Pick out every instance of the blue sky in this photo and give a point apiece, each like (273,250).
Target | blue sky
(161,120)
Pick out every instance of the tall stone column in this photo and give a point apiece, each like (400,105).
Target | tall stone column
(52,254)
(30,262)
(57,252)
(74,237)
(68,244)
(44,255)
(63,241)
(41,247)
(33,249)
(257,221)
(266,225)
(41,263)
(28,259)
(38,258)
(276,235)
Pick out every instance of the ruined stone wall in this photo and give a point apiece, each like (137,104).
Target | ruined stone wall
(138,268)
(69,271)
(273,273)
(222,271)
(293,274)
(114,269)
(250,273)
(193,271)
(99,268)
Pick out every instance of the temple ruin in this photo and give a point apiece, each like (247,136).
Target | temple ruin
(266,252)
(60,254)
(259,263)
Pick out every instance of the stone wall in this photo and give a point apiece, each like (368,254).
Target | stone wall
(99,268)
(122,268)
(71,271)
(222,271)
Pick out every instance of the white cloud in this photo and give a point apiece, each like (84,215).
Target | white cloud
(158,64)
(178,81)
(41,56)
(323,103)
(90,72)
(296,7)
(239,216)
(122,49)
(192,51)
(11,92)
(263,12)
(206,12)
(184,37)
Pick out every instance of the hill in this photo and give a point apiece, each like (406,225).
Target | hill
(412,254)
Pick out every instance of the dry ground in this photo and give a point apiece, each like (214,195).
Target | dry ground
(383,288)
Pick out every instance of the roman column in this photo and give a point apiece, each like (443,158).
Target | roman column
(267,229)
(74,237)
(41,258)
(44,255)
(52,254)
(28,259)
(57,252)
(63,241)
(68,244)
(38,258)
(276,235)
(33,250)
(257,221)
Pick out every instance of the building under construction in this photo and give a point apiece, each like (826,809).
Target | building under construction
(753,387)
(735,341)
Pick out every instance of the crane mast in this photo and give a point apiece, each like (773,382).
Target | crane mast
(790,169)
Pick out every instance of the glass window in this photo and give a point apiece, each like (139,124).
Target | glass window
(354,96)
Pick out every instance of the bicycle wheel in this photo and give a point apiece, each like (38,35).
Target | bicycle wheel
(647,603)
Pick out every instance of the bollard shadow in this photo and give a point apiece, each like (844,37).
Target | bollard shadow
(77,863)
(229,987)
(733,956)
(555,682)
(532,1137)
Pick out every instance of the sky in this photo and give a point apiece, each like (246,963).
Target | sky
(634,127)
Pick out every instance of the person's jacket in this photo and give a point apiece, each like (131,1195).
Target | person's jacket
####################
Begin with the line holding "Pick out every instance of the ruined" and end with the last line of the material. Copy all of them exactly.

- RESPONSE -
Pick out every instance of the ruined stone wall in this photo and give a point apiece, each like (137,104).
Target | ruined stone wall
(138,268)
(69,271)
(273,273)
(222,271)
(293,274)
(114,269)
(250,273)
(193,271)
(99,268)
Pick out every instance of the temple ruin in this photo and give a point apiece, each like (247,136).
Target | temple ruin
(266,252)
(60,254)
(259,263)
Pick out every instance of the stone wall in this photo and give a point apiece, each like (368,254).
Target | stone wall
(99,268)
(122,268)
(71,271)
(222,271)
Pick out every instance of the white cloud in this photo and give a point apiece, each like (84,215).
Target | white cloud
(158,64)
(178,81)
(41,56)
(323,103)
(90,72)
(296,7)
(239,216)
(122,49)
(192,51)
(11,92)
(263,12)
(206,12)
(184,37)
Pick out every instance of the hill in this photo and give a point apiece, each like (406,225).
Target | hill
(412,254)
Pick out every instance of the dry ground in this photo and give a point apiece, each like (214,195).
Target | dry ground
(383,288)
Pick out every instance of the roman column in this photo and give a point apiece, each like (443,158).
Target | roman column
(267,229)
(74,237)
(41,258)
(44,255)
(52,254)
(28,259)
(57,252)
(63,241)
(68,244)
(38,258)
(276,235)
(33,250)
(257,221)
Pick out every instance of the building under construction in this photo and give a point apiece, each like (826,809).
Target | building under construction
(753,387)
(735,341)
Pick out every instance of the crane mast in this photo and give a point apiece, each like (773,382).
Target | crane mast
(790,169)
Pick out every instance of the glass window in this photo and give a point apiece, each like (139,124).
Target | glass window
(354,96)
Pick out every instance of the bicycle wheel in this photo and give a point apiece, each like (38,35).
Target | bicycle wheel
(647,603)
Pick out every instance of the bollard shadow in this photo and give a point apiece, each like (844,37).
Target | bollard shadow
(77,863)
(229,987)
(733,956)
(555,682)
(532,1137)
Pick out every instance of the sky in this photo and give a point apiece, each like (246,963).
Target | sky
(634,127)
Pick out every instance of the person's jacket in this photo and give a point apiece, each like (131,1195).
Target | person's jacket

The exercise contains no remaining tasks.